───── ИСХОДНЫЙ ОТРЫВОК ─────
* * *
Вернусь к своей партийной, общественной работе. Я почему-то вскоре стала заправским оратором. Правда, когда меня наставляли: «Скажи то, то и то», я слушала из вежливости, но говорила только то, что рождалось во мне самой, свои мысли, а не чужие. Чужие, может, и лучше, но это уже похоже на роль, которую я могу выучить и произнести от имени писателя или драматурга. Я хоть и выступала от имени театра, от имени Госкино, от имени Союза кинематографистов, но говорила всегда свое. Мои ораторские способности постепенно развивались.
А началось это, может быть, тогда, когда я выступала перед Сталиным в Кремле. Там было застолье, большой прием. Были передовики производства, стахановцы и сам Стаханов, а от кинематографистов пригласили Эйзенштейна, Тиссе и меня как начинающую. И вот мы пришли, сидели где-то далеко — далеко от председательского места Сталина. Все уставились на него — что он делает, как он смотрит.
─────
# [ВАША ЗАДАЧА]
Перепишите слово в слово часть исходного отрывка, которая начинается словами, содержащими «А началось это, может», и заканчивается на «как он смотрит.». Данные никак не связаны с исходным отрывком.
───── ИЗУЧАЕМЫЕ ДАННЫЕ ─────
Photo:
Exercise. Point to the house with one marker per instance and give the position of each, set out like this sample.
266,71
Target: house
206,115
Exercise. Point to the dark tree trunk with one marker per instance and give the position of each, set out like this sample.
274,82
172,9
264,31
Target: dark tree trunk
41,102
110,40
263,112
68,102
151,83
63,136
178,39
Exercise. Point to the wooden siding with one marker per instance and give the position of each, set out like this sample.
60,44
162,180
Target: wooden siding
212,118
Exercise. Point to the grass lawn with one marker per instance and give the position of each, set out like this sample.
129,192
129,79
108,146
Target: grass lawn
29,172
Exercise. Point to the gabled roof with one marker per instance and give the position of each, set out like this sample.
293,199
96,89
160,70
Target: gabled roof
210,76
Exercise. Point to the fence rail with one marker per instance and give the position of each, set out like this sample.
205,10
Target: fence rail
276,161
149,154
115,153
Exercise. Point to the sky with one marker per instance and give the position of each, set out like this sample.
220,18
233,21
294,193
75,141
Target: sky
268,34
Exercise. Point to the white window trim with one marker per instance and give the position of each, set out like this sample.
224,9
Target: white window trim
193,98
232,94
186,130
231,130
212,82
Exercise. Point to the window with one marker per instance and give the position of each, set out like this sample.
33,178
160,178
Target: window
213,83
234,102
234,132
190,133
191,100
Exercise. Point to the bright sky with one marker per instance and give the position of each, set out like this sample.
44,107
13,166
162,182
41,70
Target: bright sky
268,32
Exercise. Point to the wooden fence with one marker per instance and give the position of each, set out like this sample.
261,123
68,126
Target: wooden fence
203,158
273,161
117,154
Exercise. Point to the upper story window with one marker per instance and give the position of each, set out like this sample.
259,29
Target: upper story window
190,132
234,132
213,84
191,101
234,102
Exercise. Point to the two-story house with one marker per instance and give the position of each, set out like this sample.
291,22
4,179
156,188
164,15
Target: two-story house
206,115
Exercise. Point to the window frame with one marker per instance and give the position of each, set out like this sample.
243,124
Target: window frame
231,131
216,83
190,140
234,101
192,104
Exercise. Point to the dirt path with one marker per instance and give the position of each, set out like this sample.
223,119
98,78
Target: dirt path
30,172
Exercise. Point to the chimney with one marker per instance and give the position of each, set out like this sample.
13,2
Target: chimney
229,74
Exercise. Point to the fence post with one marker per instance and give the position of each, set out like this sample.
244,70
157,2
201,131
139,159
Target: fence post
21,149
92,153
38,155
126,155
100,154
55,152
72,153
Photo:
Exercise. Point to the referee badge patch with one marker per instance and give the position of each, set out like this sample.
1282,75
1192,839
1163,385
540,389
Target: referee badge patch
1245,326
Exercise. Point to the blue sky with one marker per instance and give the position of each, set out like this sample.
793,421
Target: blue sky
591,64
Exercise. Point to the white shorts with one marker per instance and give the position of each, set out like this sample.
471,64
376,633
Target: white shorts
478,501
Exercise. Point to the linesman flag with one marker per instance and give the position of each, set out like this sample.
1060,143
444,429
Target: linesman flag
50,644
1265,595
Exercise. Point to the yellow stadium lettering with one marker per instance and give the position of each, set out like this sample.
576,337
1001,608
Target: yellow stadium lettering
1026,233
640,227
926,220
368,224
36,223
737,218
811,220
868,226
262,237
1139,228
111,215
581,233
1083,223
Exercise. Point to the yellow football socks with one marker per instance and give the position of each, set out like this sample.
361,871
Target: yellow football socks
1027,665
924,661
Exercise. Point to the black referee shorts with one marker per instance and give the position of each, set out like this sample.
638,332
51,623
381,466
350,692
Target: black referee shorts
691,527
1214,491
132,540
─────
# [РЕШЕНИЕ ЗАДАЧИ]
А началось это, может быть, тогда, когда я выступала перед Сталиным в Кремле. Там было застолье, большой прием. Были передовики производства, стахановцы и сам Стаханов, а от кинематографистов пригласили Эйзенштейна, Тиссе и меня как начинающую. И вот мы пришли, сидели где-то далеко — далеко от председательского места Сталина. Все уставились на него — что он делает, как он смотрит.